§ **Short exercise**
Can you replace every "instance" with "occurrence" throughout the records below and give them back with nothing else changed and the pictures left out?

(Items listed in a dataset)

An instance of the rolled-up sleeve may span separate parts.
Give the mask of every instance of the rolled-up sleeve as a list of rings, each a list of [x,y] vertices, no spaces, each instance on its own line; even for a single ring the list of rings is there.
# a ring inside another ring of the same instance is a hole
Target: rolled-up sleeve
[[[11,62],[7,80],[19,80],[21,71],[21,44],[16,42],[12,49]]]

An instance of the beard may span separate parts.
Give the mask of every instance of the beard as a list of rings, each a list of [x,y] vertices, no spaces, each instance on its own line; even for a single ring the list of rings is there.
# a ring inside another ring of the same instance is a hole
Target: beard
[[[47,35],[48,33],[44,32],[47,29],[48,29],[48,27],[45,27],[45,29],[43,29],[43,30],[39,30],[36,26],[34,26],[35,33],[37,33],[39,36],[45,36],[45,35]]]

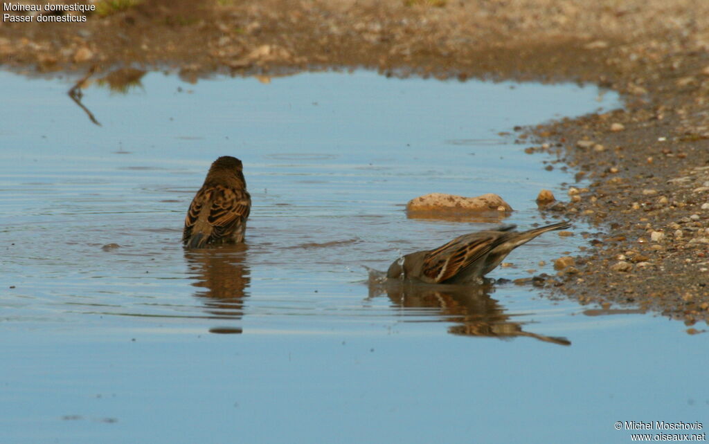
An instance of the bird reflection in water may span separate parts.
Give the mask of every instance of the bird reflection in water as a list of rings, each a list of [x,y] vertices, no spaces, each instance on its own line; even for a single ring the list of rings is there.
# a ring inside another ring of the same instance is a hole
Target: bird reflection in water
[[[451,334],[511,339],[535,338],[545,342],[569,346],[566,338],[545,336],[525,331],[524,323],[513,322],[500,302],[490,297],[493,285],[486,280],[481,285],[425,284],[386,279],[370,272],[369,297],[386,294],[398,307],[405,309],[435,308],[442,321],[454,323]]]
[[[247,246],[244,244],[218,248],[185,250],[190,274],[197,281],[195,297],[201,299],[209,317],[214,319],[240,319],[244,314],[244,298],[248,296],[250,272],[246,264]],[[215,326],[211,333],[241,333],[235,326]]]

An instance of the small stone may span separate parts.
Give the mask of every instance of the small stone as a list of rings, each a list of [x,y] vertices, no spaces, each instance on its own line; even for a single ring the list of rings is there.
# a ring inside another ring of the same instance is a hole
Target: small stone
[[[488,193],[474,198],[465,198],[451,194],[432,193],[411,199],[406,204],[406,211],[411,213],[441,211],[511,211],[510,207],[496,194]]]
[[[570,267],[576,264],[576,261],[570,256],[564,256],[556,259],[554,261],[554,268],[555,270],[563,270],[566,267]]]
[[[632,265],[625,261],[618,261],[615,265],[610,267],[613,271],[619,273],[627,273],[632,268]]]
[[[537,203],[548,203],[554,200],[554,193],[549,190],[542,190],[537,195]]]
[[[83,63],[94,58],[94,52],[89,48],[84,47],[77,50],[72,59],[74,63]]]
[[[608,42],[605,40],[593,40],[590,43],[584,45],[584,47],[587,50],[601,50],[608,47]],[[709,67],[705,68],[705,70],[709,70]],[[709,72],[708,72],[706,75],[709,76]]]
[[[586,148],[591,148],[596,144],[596,142],[593,140],[579,140],[576,142],[576,147],[586,149]]]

§ **Completed task**
An occurrence of the rolled-up sleeve may span separate parts.
Give the mask of every occurrence of the rolled-up sleeve as a list of rings, each a list of [x,y] vertices, no spaces, each occurrence on its own line; even for a single ring the list of rings is there.
# a ring inside another ring of the same occurrence is a hole
Target: rolled-up sleeve
[[[11,62],[7,80],[19,80],[21,71],[21,44],[16,42],[12,49]]]

An occurrence of the beard may span separate parts.
Give the mask of every occurrence of the beard as a list of rings, each a list of [x,y] vertices, no spaces, each occurrence on its own line; even for a single ring the list of rings is there.
# a ring inside another ring of the same occurrence is a hole
Target: beard
[[[47,35],[48,33],[44,32],[47,29],[48,29],[48,27],[45,27],[45,29],[43,29],[43,30],[39,30],[36,26],[34,26],[35,33],[37,33],[39,36],[45,36],[45,35]]]

An occurrence of the bird reflection in water may span separate parts.
Give the mask of every occurrence of the bird reflection in water as a list of rings, each a list of [x,y] vertices, no spaces, each occurrence on its own line; even for a single ring the list of rings is there.
# a ring inside another ring of the same occurrence is a hole
Target: bird reflection in water
[[[451,334],[511,339],[535,338],[545,342],[569,346],[566,338],[545,336],[525,331],[524,323],[513,322],[500,302],[490,297],[493,285],[486,280],[481,285],[425,284],[386,279],[370,272],[369,297],[386,294],[398,307],[405,309],[435,308],[442,321],[454,323]]]
[[[247,246],[244,244],[218,248],[185,250],[190,274],[197,281],[195,297],[201,299],[209,317],[214,319],[240,319],[244,314],[244,298],[248,296],[250,272],[246,264]],[[215,326],[211,333],[241,333],[235,326]]]

An occurrence of the small stone may span separate parts.
Give the mask of every occurrence of the small stone as a list of rings, each a list of [x,y] vertices, no spaces, each occurrence on its own line; even for a single ring the list of rings is there.
# a ring inside another ring of the same occurrence is a hole
Target: small stone
[[[488,193],[474,198],[465,198],[451,194],[432,193],[411,199],[406,204],[406,211],[411,213],[441,211],[511,211],[510,207],[496,194]]]
[[[570,267],[576,264],[576,261],[570,256],[564,256],[556,259],[554,261],[554,268],[555,270],[563,270],[566,267]]]
[[[632,265],[625,261],[618,261],[615,265],[610,267],[613,271],[619,273],[627,273],[632,268]]]
[[[537,203],[548,203],[554,200],[554,193],[549,190],[542,190],[537,195]]]
[[[83,63],[94,58],[94,52],[89,48],[84,47],[77,50],[72,59],[74,63]]]
[[[608,42],[605,40],[593,40],[590,43],[584,45],[584,47],[587,50],[601,50],[608,47]],[[709,67],[705,68],[705,70],[709,70]],[[709,72],[708,72],[706,75],[709,76]]]
[[[586,148],[591,148],[596,144],[596,142],[593,140],[579,140],[576,142],[576,147],[586,149]]]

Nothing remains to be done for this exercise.